Begin INFORMATION PROVIDED
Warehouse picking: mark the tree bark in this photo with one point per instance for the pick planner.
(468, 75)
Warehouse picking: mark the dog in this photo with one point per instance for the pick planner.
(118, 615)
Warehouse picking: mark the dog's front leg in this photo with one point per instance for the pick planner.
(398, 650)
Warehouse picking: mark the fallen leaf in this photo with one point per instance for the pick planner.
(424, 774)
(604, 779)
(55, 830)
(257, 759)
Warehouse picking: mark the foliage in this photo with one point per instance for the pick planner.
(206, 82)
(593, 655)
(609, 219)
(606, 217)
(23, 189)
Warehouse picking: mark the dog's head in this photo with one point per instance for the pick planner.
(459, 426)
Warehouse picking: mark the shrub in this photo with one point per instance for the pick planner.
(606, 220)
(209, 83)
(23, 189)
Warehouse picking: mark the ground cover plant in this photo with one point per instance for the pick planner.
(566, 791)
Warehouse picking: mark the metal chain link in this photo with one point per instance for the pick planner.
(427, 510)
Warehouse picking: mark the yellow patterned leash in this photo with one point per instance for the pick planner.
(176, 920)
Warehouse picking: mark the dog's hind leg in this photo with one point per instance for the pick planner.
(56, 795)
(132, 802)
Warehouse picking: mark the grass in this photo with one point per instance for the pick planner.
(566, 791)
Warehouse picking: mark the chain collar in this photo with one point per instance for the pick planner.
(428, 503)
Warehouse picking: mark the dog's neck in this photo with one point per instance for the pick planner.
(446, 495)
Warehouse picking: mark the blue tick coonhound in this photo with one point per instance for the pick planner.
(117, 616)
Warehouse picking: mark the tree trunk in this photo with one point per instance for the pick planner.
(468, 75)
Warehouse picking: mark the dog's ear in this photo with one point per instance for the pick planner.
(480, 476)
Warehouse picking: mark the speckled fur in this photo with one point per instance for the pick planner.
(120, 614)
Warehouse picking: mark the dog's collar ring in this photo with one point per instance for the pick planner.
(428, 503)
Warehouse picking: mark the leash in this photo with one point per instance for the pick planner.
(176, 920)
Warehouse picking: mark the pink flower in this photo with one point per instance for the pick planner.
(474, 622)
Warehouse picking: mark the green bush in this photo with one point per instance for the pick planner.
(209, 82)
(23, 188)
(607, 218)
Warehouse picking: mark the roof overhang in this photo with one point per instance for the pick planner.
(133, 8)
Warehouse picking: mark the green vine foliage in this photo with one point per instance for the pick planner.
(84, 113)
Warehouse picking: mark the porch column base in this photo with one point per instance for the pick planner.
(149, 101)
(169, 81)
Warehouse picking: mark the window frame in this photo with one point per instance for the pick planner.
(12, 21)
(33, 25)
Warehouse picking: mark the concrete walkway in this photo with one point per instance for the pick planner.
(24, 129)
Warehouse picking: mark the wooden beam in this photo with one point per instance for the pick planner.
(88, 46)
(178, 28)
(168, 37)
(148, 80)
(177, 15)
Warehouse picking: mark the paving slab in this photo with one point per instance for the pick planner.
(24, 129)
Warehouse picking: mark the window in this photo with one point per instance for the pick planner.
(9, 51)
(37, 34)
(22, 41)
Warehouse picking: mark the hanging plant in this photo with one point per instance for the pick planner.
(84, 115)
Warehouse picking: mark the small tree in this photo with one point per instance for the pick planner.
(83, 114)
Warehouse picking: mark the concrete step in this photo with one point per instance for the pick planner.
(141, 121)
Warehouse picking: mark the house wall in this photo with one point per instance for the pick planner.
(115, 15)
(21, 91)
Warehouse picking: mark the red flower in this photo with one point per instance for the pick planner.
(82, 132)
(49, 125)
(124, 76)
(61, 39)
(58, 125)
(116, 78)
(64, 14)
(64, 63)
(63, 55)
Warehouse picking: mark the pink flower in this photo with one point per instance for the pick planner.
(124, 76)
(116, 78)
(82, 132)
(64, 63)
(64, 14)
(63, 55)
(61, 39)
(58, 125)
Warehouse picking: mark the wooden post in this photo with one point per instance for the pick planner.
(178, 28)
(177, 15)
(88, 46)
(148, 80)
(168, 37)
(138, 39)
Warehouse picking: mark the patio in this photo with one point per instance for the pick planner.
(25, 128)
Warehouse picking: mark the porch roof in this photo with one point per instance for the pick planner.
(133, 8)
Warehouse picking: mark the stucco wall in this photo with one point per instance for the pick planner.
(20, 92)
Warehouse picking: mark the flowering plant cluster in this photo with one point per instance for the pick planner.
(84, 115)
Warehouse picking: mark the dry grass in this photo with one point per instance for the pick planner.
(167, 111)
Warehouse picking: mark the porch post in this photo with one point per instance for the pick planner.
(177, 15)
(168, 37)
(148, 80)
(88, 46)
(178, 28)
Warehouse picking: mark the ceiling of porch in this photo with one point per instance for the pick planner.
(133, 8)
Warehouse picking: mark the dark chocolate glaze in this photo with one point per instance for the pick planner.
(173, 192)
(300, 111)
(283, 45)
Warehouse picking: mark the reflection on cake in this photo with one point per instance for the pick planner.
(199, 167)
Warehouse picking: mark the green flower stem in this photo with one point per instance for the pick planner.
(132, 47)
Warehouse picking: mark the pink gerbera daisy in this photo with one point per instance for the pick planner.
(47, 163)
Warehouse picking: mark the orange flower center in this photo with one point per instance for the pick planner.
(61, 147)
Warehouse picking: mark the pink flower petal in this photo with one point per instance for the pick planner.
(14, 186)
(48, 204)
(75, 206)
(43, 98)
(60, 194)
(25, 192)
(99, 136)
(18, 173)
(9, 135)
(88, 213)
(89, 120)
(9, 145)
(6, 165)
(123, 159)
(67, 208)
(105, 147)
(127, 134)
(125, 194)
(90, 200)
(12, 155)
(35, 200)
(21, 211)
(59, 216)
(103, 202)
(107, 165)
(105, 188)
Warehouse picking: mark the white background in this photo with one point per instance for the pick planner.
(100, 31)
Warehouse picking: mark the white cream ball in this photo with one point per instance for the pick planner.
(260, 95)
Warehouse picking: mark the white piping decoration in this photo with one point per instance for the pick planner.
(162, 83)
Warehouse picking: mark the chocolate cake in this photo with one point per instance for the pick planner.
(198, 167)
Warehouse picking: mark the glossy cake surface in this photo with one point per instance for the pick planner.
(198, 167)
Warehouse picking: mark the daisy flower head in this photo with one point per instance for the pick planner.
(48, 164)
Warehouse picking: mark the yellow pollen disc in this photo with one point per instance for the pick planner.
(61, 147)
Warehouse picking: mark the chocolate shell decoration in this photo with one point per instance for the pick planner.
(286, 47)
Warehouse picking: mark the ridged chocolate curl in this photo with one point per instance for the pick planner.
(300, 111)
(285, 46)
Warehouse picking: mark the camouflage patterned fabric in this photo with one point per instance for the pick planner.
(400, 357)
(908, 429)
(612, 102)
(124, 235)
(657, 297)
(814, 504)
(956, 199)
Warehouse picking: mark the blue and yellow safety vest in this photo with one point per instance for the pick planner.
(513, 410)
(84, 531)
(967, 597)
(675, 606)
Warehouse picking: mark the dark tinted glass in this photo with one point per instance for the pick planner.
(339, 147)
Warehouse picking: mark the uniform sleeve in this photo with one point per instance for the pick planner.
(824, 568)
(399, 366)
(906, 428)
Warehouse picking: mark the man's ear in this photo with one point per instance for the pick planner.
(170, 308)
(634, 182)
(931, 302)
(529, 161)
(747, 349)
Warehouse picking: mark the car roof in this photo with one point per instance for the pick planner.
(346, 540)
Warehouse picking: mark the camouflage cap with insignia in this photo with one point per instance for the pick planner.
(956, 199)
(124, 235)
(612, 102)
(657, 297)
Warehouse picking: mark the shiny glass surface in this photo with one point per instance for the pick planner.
End INFORMATION PROVIDED
PROBLEM STATEMENT: Transcribe each entry precisely, missing none.

IN RESPONSE:
Warehouse picking: mark the tree bark in this photo with one point per instance for the pick planner.
(468, 75)
Warehouse picking: mark the dog in this photo with one point per instance for the pick planner.
(118, 615)
Warehouse picking: mark the dog's front leg in this photo with one point per instance for the pick planner.
(398, 650)
Warehouse picking: mark the fallen leaf in this photo with one point per instance for the pick planner.
(424, 774)
(604, 779)
(55, 830)
(257, 759)
Warehouse picking: mark the foliage in this photo with one point per instance for the pick planner.
(206, 82)
(593, 655)
(609, 219)
(606, 217)
(23, 189)
Warehouse picking: mark the dog's head in this photo with one point per instance for the pick planner.
(459, 426)
Warehouse picking: mark the shrub in this photo with one point per instance for the pick planner.
(606, 220)
(209, 83)
(23, 189)
Warehouse picking: mark the ground cover plant in this photo with one point per instance for the pick planner.
(566, 791)
Warehouse picking: mark the metal chain link in this photo with one point per instance for the pick planner.
(427, 510)
Warehouse picking: mark the yellow patterned leash in this photo with one point per instance for the pick planner.
(176, 920)
Warehouse picking: mark the dog's hind leg in this photo with one point per instance for the pick planner.
(56, 795)
(132, 802)
Warehouse picking: mark the grass in this photo with one point per instance for the pick planner.
(566, 791)
Warehouse picking: mark the chain collar in this photo with one point per instance for the pick planner.
(428, 503)
Warehouse picking: mark the dog's neck in this photo with one point per instance for the pick planner.
(446, 495)
Warehouse picking: mark the blue tick coonhound in this photo with one point per instance for the pick planner.
(117, 616)
Warehouse picking: mark the tree trunk in this photo with one point per instance for the pick planner.
(468, 75)
Warehouse picking: mark the dog's ear in this photo with one point per instance for the pick planner.
(480, 476)
Warehouse picking: mark the speckled fur in this photo with one point per instance for the pick planner.
(120, 614)
Warehouse picking: mark the dog's collar ring in this photo with one point per instance for the pick planner.
(428, 503)
Warehouse picking: mark the leash in this photo with one point per instance for the pick planner.
(176, 920)
Warehouse picking: mark the pink flower in this photo with one point per instance for the pick planner.
(474, 622)
Warehouse picking: mark the green bush in this photo with one point per instance for the pick planner.
(209, 82)
(23, 188)
(607, 218)
Warehouse picking: mark the roof overhang in this photo with one point per instance for the pick planner.
(133, 8)
Warehouse picking: mark the green vine foliage in this photo with one point per instance for the pick planner.
(84, 113)
Warehouse picking: mark the porch column base in this photo with one point per instance for the pick planner.
(149, 101)
(169, 81)
Warehouse picking: mark the window frame in this photo with one point per instance for the pick planner.
(12, 21)
(33, 25)
Warehouse picking: mark the concrete walkway in this photo with one point per instance for the pick planner.
(24, 129)
Warehouse picking: mark the wooden beam in this photo with one point per instance for the pick planner.
(88, 46)
(178, 28)
(168, 37)
(148, 80)
(177, 15)
Warehouse picking: mark the paving slab in this photo with one point per instance for the pick planner.
(24, 129)
Warehouse picking: mark the window in this photo with one point per instance for the pick planner.
(9, 51)
(37, 34)
(22, 41)
Warehouse picking: mark the hanging plant in this photo with one point per instance for the pick planner.
(84, 115)
Warehouse picking: mark the small tree in this photo with one point per instance for the pick planner.
(83, 114)
Warehouse picking: mark the concrete step in this photo with one point per instance for the pick planner.
(141, 121)
Warehouse picking: mark the house wall in this photo with one point per instance for the pick planner.
(115, 15)
(21, 91)
Warehouse picking: mark the red flower in this photo with one point per instance for the pick planner.
(82, 132)
(49, 125)
(124, 76)
(61, 39)
(58, 125)
(116, 78)
(64, 14)
(64, 63)
(63, 55)
Warehouse picking: mark the pink flower in this photo with one point per instance for the pick planner.
(124, 76)
(116, 78)
(82, 132)
(64, 63)
(64, 14)
(63, 55)
(61, 39)
(58, 125)
Warehouse picking: mark the wooden post in this photo with one point per instance for the pick planner.
(178, 28)
(177, 15)
(88, 46)
(148, 80)
(168, 37)
(138, 39)
Warehouse picking: mark the patio in this photo with one point per instance for the pick planner.
(25, 128)
Warehouse picking: mark the porch roof in this photo with one point per instance for the pick planner.
(133, 8)
Warehouse picking: mark the stucco wall in this photo with one point per instance for the pick planner.
(20, 92)
Warehouse picking: mark the flowering plant cluster in this photo with one point per instance for the pick planner.
(84, 115)
Warehouse picking: mark the dry grass in this photo with one point per instance for the pick planner.
(167, 111)
Warehouse picking: mark the porch post in this photo with one point per instance for the pick planner.
(177, 15)
(168, 37)
(148, 80)
(88, 46)
(178, 28)
Warehouse picking: mark the ceiling of porch in this photo with one point per instance for the pick planner.
(133, 8)
Warehouse picking: mark the dark chocolate glaze in this photo with one point per instance for the pick planner.
(173, 192)
(300, 111)
(283, 45)
Warehouse picking: mark the reflection on cake in this photo with one point per instance for the pick planner.
(199, 167)
Warehouse picking: mark the green flower stem in this photo with one point per instance for the pick planner.
(132, 47)
Warehouse picking: mark the pink gerbera daisy in this photo with one point per instance for the pick planner.
(47, 163)
Warehouse picking: mark the orange flower center in this photo with one point per instance for the pick planner.
(61, 147)
Warehouse picking: mark the pink flower petal in this photo with one point per instance for the pick planner.
(14, 186)
(48, 204)
(75, 206)
(43, 98)
(60, 194)
(25, 192)
(99, 136)
(18, 173)
(9, 135)
(88, 213)
(89, 120)
(9, 145)
(6, 165)
(123, 159)
(67, 208)
(105, 147)
(127, 134)
(125, 194)
(90, 200)
(12, 155)
(35, 200)
(21, 211)
(59, 216)
(103, 202)
(107, 165)
(105, 188)
Warehouse picking: mark the white background in this photo with one point per instance for the pick planner.
(100, 31)
Warehouse picking: mark the white cream ball in this photo with one point per instance for the pick planner.
(260, 95)
Warehouse picking: mark the white piping decoration in this photo with one point per instance for the pick planner.
(162, 83)
Warehouse picking: mark the chocolate cake in this photo with one point per instance for the pick planner.
(198, 167)
Warehouse picking: mark the glossy cake surface in this photo with one point per instance for the pick planner.
(198, 167)
Warehouse picking: mark the daisy flower head in this photo with one point per instance for the pick planner.
(48, 164)
Warehouse picking: mark the yellow pollen disc in this photo with one point per instance for the pick planner.
(61, 147)
Warehouse picking: mark the chocolate shell decoration in this photo with one point per instance for the pick planner.
(286, 47)
Warehouse picking: mark the ridged chocolate curl in this photo with one point per instance for the pick planner.
(300, 111)
(285, 46)
Warehouse picking: mark the camouflage patterned fabric in this photo with one point per instance for the pick planner.
(400, 357)
(908, 429)
(612, 102)
(124, 235)
(657, 297)
(814, 504)
(956, 199)
Warehouse picking: mark the blue and yellow safety vest in this photo with one point per instance for the pick planner.
(513, 410)
(84, 531)
(967, 597)
(675, 606)
Warehouse picking: mark the dark tinted glass in this photo with one point per instance for the pick planner.
(339, 147)
Warehouse picking: mark the uniform sleeve in this photo with one point per instance for the pick planner.
(824, 568)
(399, 366)
(906, 428)
Warehouse picking: mark the man's ear in this photo with one point per instance for the pick planner.
(170, 308)
(634, 182)
(931, 302)
(529, 161)
(747, 349)
Warehouse picking: mark the car roof in this photo with one point per instance for the pick planner.
(346, 540)
Warehouse picking: mark the camouflage cap with insignia in this photo with one point per instance for the pick planner.
(956, 199)
(124, 235)
(612, 102)
(657, 297)
Warehouse picking: mark the shiny glass surface in this photo with one point per instance for the pick planner.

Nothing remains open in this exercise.